Does big sample size always increase the impact of a study?
While larger sample size may provide researchers with great opportunities, it may create problems in interpretation of statistical significance and clinical impact. Especially in studies with big sample sizes, it is critically important for the researchers not to rely only on the magnitude of the regression (or correlation) coefficient, and the P value. The study results should be evaluated together with the effect size, study efficiencies (i.e. basic research, clinical laboratory, and clinical studies) and confidence interval levels. Monte Carlo simulations could be utilized for statistical evaluations of the big data results (18, 104).
As a result, sample size estimation is a critical step for scientific studies and may show significant differences according to research types. It is important that sample size estimation is planned ahead of the study, and may be performed through various routes:
If a similar previous study is available, or preliminary results of the current study are present, their results may be used for sample size estimations via the websites and software mentioned in Table 1 and Table 2. Some of these software may also be used to calculate effect size and power.

ACTIVITIES »
[A] In the passage on sample size, what could be used for statistical evaluations of big data results?
[B] Reproduce the passage on sample size from "While larger sample" up to and including "results (18, 104).".

(Dataset entries)
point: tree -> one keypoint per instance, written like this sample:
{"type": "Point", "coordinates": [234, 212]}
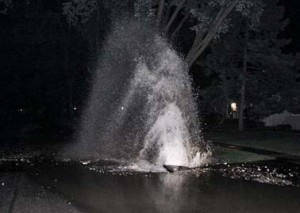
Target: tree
{"type": "Point", "coordinates": [210, 17]}
{"type": "Point", "coordinates": [252, 60]}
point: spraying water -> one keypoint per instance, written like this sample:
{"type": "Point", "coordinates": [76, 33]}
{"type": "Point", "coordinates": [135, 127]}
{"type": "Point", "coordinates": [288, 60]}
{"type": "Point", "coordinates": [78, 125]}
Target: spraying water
{"type": "Point", "coordinates": [141, 107]}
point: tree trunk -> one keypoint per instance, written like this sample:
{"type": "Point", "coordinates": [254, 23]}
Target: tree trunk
{"type": "Point", "coordinates": [173, 17]}
{"type": "Point", "coordinates": [199, 47]}
{"type": "Point", "coordinates": [160, 13]}
{"type": "Point", "coordinates": [243, 77]}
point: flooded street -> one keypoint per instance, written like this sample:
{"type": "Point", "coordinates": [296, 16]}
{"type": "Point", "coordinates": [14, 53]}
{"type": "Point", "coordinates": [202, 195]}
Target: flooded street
{"type": "Point", "coordinates": [64, 186]}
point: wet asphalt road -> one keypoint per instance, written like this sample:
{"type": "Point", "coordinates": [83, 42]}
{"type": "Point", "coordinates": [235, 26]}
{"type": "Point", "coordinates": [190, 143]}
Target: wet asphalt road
{"type": "Point", "coordinates": [51, 186]}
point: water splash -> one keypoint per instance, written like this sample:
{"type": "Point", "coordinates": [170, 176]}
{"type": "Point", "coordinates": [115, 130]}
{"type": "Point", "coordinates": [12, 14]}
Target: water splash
{"type": "Point", "coordinates": [141, 107]}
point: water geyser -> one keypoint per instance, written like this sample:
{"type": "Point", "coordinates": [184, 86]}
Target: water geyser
{"type": "Point", "coordinates": [141, 107]}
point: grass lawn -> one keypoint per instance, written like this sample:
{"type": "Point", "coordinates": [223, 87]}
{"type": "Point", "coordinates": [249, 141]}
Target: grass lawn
{"type": "Point", "coordinates": [285, 142]}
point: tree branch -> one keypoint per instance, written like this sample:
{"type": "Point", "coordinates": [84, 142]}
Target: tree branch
{"type": "Point", "coordinates": [198, 48]}
{"type": "Point", "coordinates": [179, 26]}
{"type": "Point", "coordinates": [174, 15]}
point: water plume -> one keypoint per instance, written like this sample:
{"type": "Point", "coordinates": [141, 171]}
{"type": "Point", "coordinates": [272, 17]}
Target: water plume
{"type": "Point", "coordinates": [141, 108]}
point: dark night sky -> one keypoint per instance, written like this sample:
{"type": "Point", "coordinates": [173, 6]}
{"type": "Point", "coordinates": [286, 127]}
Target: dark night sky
{"type": "Point", "coordinates": [34, 72]}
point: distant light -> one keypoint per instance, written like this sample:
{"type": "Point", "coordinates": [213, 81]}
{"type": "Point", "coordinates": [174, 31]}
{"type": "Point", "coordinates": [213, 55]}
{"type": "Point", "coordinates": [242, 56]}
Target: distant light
{"type": "Point", "coordinates": [233, 107]}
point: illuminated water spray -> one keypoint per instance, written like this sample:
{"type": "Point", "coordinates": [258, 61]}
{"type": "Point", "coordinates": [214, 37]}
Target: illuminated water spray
{"type": "Point", "coordinates": [141, 107]}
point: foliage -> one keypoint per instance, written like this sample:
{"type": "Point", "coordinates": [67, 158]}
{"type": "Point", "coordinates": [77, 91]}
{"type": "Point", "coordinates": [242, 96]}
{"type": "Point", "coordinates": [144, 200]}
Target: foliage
{"type": "Point", "coordinates": [209, 19]}
{"type": "Point", "coordinates": [270, 73]}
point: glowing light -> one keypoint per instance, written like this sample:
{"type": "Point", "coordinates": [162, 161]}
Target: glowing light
{"type": "Point", "coordinates": [233, 107]}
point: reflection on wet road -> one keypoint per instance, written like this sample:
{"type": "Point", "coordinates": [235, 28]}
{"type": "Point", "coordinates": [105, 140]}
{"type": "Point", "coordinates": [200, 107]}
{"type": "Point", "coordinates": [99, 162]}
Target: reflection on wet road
{"type": "Point", "coordinates": [50, 186]}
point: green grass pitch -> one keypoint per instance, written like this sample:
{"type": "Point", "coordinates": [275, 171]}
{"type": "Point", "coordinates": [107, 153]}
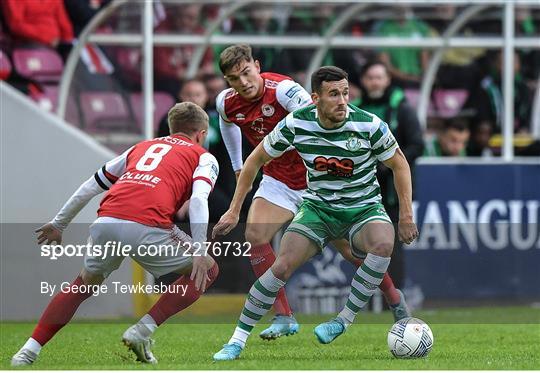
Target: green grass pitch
{"type": "Point", "coordinates": [465, 339]}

ANSWERS BY ITEM NUMBER »
[A] Monte Carlo simulations.

[B]
While larger sample size may provide researchers with great opportunities, it may create problems in interpretation of statistical significance and clinical impact. Especially in studies with big sample sizes, it is critically important for the researchers not to rely only on the magnitude of the regression (or correlation) coefficient, and the P value. The study results should be evaluated together with the effect size, study efficiencies (i.e. basic research, clinical laboratory, and clinical studies) and confidence interval levels. Monte Carlo simulations could be utilized for statistical evaluations of the big data results (18, 104).